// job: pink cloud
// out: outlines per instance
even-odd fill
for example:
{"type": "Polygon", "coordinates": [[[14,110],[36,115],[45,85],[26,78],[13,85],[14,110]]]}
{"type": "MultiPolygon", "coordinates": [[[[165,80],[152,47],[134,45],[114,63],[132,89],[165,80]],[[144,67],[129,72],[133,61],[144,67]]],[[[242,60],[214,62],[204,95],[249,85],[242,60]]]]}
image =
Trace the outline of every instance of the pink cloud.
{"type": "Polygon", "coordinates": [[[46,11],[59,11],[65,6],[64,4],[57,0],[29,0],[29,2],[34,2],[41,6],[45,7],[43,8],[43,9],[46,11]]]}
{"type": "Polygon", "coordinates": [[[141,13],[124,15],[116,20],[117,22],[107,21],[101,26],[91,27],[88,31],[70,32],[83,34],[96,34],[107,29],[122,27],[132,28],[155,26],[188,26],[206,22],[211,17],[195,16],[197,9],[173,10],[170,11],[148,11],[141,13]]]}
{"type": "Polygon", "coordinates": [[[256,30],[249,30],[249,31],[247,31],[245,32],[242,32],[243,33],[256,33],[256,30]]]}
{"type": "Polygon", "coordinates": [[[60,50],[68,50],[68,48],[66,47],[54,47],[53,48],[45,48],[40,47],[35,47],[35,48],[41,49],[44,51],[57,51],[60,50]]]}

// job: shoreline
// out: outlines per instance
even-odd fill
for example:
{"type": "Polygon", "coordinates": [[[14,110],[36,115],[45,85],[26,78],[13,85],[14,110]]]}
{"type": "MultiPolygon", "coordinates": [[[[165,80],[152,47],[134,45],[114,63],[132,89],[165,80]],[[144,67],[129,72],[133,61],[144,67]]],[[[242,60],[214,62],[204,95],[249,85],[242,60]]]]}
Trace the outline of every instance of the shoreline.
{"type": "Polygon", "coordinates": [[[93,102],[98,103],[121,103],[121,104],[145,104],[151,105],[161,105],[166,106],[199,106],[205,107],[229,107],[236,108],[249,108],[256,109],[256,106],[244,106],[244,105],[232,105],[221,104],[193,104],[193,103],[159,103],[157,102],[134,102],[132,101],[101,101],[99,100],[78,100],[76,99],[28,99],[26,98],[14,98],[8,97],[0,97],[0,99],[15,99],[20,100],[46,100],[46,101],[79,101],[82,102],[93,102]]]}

> _SHORT TASK_
Print all of the rows above again, line for line, without changing anything.

> _OUTPUT OF THE EXERCISE_
// job: pink cloud
// out: outlines per instance
even-odd fill
for example:
{"type": "Polygon", "coordinates": [[[14,110],[36,115],[45,85],[26,78],[13,85],[14,110]]]}
{"type": "MultiPolygon", "coordinates": [[[[165,80],[152,47],[134,45],[114,63],[132,89],[165,80]],[[144,67],[129,72],[133,61],[144,67]]],[[[242,60],[214,62],[204,95],[249,85],[242,60]]]]}
image =
Trace the outline of every instance of the pink cloud.
{"type": "Polygon", "coordinates": [[[46,11],[59,11],[65,6],[64,4],[57,0],[29,0],[29,2],[34,2],[41,6],[45,7],[43,8],[43,9],[46,11]]]}
{"type": "Polygon", "coordinates": [[[141,13],[124,15],[116,20],[117,22],[107,21],[101,26],[91,27],[88,31],[70,32],[83,34],[96,34],[107,29],[122,27],[132,28],[155,26],[188,26],[206,22],[211,17],[195,16],[197,9],[173,10],[170,11],[148,11],[141,13]]]}
{"type": "Polygon", "coordinates": [[[256,30],[249,30],[249,31],[247,31],[245,32],[242,32],[243,33],[256,33],[256,30]]]}
{"type": "Polygon", "coordinates": [[[60,50],[68,50],[68,48],[66,47],[54,47],[53,48],[45,48],[40,47],[35,47],[35,48],[41,49],[44,51],[57,51],[60,50]]]}

// job: shoreline
// out: outlines per instance
even-odd fill
for example:
{"type": "Polygon", "coordinates": [[[14,110],[36,115],[45,85],[26,78],[13,85],[14,110]]]}
{"type": "MultiPolygon", "coordinates": [[[[165,80],[152,47],[134,45],[114,63],[132,89],[165,80]],[[144,67],[129,72],[133,61],[144,67]]],[[[242,60],[214,62],[204,95],[249,85],[242,60]]]]}
Trace the outline of every instance of the shoreline.
{"type": "Polygon", "coordinates": [[[93,102],[98,103],[121,103],[121,104],[145,104],[151,105],[161,105],[166,106],[199,106],[205,107],[229,107],[236,108],[249,108],[256,109],[256,106],[244,106],[244,105],[232,105],[221,104],[193,104],[193,103],[159,103],[157,102],[134,102],[132,101],[101,101],[99,100],[78,100],[76,99],[28,99],[26,98],[14,98],[8,97],[0,97],[0,99],[15,99],[20,100],[46,100],[46,101],[79,101],[82,102],[93,102]]]}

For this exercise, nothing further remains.